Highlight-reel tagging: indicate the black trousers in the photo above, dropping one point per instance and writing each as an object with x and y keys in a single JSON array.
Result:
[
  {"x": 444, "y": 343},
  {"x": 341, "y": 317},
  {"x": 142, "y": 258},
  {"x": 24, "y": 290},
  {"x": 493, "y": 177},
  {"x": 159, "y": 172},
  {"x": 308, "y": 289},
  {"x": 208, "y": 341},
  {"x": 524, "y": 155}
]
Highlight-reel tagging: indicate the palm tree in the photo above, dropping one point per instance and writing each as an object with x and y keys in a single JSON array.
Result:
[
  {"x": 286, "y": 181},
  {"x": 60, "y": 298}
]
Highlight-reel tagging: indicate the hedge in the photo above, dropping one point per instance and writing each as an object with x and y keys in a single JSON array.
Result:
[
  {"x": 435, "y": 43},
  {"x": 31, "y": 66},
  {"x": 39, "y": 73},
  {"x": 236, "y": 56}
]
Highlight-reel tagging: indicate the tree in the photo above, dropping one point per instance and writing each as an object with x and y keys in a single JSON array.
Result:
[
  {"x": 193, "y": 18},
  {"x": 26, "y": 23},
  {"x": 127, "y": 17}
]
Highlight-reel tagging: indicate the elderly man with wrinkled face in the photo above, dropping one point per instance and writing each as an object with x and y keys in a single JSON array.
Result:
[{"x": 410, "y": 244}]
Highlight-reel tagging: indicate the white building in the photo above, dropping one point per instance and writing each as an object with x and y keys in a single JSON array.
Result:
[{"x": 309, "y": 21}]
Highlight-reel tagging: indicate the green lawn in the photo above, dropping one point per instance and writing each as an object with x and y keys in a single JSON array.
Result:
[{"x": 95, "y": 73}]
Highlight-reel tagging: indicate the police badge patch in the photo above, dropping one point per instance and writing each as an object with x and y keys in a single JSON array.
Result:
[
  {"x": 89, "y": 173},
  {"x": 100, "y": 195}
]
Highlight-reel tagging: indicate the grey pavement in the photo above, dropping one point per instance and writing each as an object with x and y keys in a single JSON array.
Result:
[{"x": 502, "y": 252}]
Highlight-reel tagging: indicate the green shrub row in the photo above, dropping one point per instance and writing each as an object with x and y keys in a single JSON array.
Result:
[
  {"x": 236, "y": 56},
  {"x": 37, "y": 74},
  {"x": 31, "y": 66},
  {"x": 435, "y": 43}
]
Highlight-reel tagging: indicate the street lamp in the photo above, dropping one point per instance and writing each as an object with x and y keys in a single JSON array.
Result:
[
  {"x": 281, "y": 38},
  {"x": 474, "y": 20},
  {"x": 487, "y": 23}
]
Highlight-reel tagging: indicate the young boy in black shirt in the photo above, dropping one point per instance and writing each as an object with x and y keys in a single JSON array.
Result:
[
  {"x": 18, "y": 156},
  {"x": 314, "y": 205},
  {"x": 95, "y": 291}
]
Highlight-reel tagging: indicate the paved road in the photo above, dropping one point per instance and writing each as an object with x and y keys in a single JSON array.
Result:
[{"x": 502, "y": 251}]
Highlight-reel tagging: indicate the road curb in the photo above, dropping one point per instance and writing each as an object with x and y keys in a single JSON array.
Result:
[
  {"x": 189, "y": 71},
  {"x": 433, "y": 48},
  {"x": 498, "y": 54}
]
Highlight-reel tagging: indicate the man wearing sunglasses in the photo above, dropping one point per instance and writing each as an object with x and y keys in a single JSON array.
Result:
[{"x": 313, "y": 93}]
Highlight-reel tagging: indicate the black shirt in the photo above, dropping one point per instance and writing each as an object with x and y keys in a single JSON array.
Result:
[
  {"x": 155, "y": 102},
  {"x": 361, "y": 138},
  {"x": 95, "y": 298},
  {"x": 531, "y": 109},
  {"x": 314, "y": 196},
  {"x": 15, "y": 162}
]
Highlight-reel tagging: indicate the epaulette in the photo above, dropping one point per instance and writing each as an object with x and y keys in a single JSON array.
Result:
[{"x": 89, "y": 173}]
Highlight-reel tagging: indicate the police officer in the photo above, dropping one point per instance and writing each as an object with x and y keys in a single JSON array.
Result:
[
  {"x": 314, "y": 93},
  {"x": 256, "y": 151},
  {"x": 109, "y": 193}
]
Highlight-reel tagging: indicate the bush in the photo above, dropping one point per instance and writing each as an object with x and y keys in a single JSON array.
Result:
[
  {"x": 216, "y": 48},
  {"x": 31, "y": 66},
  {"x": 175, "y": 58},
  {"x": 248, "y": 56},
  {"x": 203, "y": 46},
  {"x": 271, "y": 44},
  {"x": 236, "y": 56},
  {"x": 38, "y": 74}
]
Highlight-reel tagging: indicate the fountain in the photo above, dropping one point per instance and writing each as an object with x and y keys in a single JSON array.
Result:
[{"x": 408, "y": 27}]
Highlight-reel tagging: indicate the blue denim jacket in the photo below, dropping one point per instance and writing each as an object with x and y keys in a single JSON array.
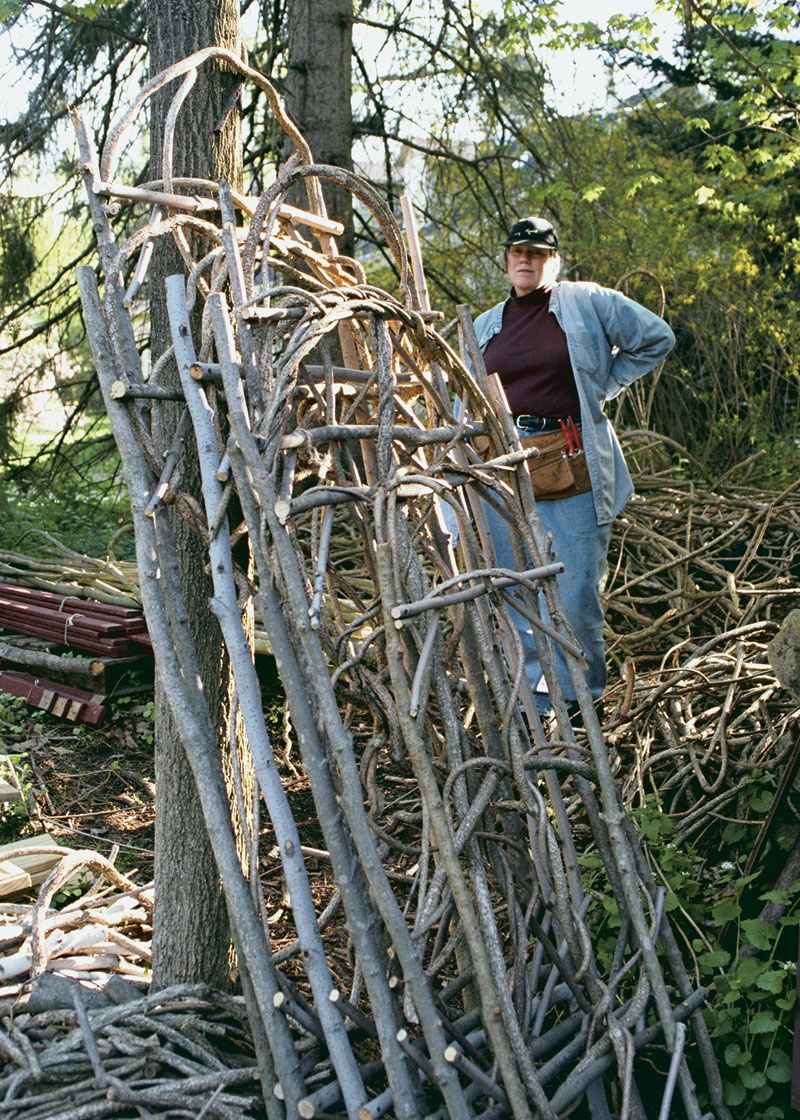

### DIRECTIONS FOR THIS TASK
Please collect every line of the material above that contains the word "road", matching case exactly.

### THE ANSWER
Highlight-reel tagging: indicate the paved road in the photo above, dropping one point per instance and writing each as an object with x and y keys in a single JSON array.
Highlight-reel tagging: indicate the road curb in the photo above, dropping one point per instance and writing each as an object with x and y keys in a single JSON array.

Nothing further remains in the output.